======== Text segment

The word was introduced in many cultures as a result of the Turco-Mongol conquests, and now exists in different forms in various languages: 𐰉𐰍𐰀; Bagatur, Khalkha Mongolian: Баатар, Багатур Bātar, Bagatur; 巴特爾; بهادر; Bağatur, Batur, Bahadır; Богатырь; Багатур Bagatur; ਬਹਾਦੁਰ, ਬਹਾਦਰ (Gurmukhi), بہادر (Shahmukhi); बहादुर; بہادر; بهادر and ბაგატურ.

It is also preserved in the modern Turkic and Mongol languages as Altai Баатыр (Baatïr), Turkish Batur/Bahadır, Tatar and Kazakh Батыр (Batır / Batyr), Uzbek Batyr and Mongolian Baatar (as in Ulaanbaatar). In 1928, a Russian-Tatar silent film, dedicated to the Pugachev rebellion, carried the name Bulat-Batyr.

It is the origin of a number of terms and names, such as Bahadur (in Persian, South Asian Muslim, Sikh, Hindu and other cultures), Bahadır (a popular male name in Turkey), Baturu, Bey, Mete, Metehan, Богатырь, Bohater, Bátor, among others.

==Titles Incorporating Bahadur==
Bahadur was often included in titles in Mughal Empire and later during the British Raj to signify a higher level of honor above the title without the word. For example:
- Nawab Bahadur and Khan Bahadur, a title of honour bestowed during Mughal Empire and later during British Raj.

================
======== Record extracts

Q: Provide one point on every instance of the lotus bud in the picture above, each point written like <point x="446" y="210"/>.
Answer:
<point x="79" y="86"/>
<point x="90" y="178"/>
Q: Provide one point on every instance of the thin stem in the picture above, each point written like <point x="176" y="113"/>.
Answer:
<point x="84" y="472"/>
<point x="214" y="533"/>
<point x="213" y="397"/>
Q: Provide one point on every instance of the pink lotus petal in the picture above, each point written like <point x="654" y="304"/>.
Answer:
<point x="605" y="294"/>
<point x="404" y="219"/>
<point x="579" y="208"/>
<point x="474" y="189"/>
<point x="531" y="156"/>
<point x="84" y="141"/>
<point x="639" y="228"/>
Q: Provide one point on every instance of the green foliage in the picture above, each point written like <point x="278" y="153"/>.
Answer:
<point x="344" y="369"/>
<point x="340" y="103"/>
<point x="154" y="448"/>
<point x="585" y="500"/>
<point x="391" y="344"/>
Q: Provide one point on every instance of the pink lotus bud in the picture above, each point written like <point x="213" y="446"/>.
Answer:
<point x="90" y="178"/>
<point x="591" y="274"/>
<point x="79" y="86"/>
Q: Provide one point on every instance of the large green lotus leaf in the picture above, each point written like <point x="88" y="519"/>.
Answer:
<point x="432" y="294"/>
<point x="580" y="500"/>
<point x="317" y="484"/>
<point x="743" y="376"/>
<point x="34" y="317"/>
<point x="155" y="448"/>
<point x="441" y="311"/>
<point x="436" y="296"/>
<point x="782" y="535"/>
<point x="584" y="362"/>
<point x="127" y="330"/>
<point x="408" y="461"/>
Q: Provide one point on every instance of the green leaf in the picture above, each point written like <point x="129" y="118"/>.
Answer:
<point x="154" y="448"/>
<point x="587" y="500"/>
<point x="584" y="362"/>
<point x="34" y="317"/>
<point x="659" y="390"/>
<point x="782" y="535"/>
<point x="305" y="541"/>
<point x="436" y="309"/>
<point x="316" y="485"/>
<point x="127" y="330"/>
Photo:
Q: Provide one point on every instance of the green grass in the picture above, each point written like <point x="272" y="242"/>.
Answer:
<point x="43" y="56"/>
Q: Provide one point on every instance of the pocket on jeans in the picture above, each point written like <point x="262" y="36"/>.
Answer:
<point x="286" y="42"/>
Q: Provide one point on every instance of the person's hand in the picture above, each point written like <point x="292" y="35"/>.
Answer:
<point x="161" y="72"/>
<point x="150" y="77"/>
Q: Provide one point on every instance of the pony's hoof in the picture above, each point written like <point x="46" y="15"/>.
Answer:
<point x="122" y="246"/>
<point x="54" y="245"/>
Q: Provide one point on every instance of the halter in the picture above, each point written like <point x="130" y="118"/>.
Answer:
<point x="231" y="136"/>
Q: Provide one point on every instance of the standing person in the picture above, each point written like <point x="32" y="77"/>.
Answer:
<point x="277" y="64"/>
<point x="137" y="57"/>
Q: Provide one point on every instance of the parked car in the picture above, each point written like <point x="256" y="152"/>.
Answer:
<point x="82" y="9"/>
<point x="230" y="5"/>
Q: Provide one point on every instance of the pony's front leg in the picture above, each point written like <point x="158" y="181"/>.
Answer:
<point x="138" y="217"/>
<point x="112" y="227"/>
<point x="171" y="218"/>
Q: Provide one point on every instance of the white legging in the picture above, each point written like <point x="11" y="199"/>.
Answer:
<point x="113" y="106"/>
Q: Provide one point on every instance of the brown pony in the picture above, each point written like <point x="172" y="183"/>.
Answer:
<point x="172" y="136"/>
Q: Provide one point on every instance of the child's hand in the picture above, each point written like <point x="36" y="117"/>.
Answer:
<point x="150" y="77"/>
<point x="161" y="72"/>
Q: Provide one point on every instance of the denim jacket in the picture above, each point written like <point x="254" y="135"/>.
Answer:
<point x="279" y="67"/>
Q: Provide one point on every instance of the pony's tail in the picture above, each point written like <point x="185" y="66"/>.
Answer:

================

• **Brief 1**:
Please list every language named in the sentence of the Bagatur passage that begins "It is also preserved in the modern Turkic and Mongol languages".
• **Brief 2**:
Continue the Bagatur passage from its final line.
These entries have no connection to the Bagatur passage.

• **Final answer 1**:
Altai, Turkish, Tatar, Kazakh, Uzbek, Mongolian

• **Final answer 2**:
- Rai Bahadur or Rao Bahadur, a title of honour bestowed during British rule in India
- Sawai Bahadur, used as a title for rulers of Kutch. See individuals below.
- Informally used to upgrade a title or title of address (often sarcastically) in South Asia. For example Sahab Bahadur (see, for example, the movie Saheb Bahadur); Company Bahadur (for the East India Company); Angrez Bahadur (for the British Raj); and so on.

==List of individuals with this title==
The term Baghatur and its variants – Bahadur, Bagatur, or Baghadur, was adopted by the following historical individuals:
- Modu Chanyu, the founding chanyu of the Xiongnu empire.
- Tonyukuk, military commander of Second Turkic Khaganate.
- Bagatur Bagaina Sevar, 6th century commander in First Bulgarian Empire
- Alogobotur, 10th century commander in the First Bulgarian Empire
- Habich Baghatur, a tribal Khan of Borjigin and son of the founder of Borijigid Clan Bodonchar Khan
- Bartan Bagatur, the Borjigin prince and grandfather of Genghis Khan
- Yesugei, the father of Genghis Khan, is called Yesugei Baghatur
- The Mongol general Subutai is referred to in the Secret History of the Mongols as baghatur.
- Il khan Abu Sa'id Bahadur Khan took the title Ba'atur after his name for his victory over the rebellion of the Mongol Keraits in Iran.
- Bayan of the Merkid, the Grand councillor of the Yuan dynasty, was awarded Baghatur for his merit during the Ogedeid-Yuan conflict.
- Two Mughal emperors used the regnal name Bahadur Shah: Bahadur Shah I (also called Shah Alam I), and Bahadur Shah II, more commonly referred to as Bahadur Shah Zafar, incorporating his takhallus, or pen name as a poet.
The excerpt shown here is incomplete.